◆ Work required
Report every line of the items below that contains the word "exactly". Case counts, so a line matches only if the capitalization is the same.

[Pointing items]

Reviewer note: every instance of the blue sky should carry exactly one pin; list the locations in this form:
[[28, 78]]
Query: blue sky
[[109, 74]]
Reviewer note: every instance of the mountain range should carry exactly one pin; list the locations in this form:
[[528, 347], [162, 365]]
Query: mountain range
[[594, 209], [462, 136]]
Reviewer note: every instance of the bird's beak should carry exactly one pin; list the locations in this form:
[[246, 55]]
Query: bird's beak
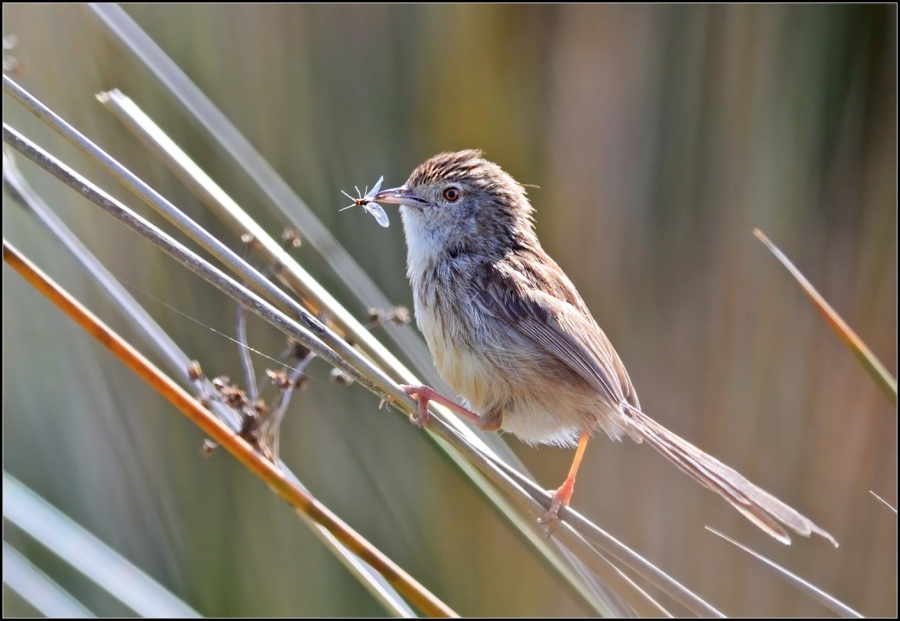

◆ Complete response
Reviewer note: every instance of the blue sky should carry exactly one pin; list the locations in this form:
Reviewer note: every instance of the mountain range should carry exactly one pin; list the locations in this form:
Reviewer note: every instance of the bird's beak should carry exactly one pin; list the locations in this form:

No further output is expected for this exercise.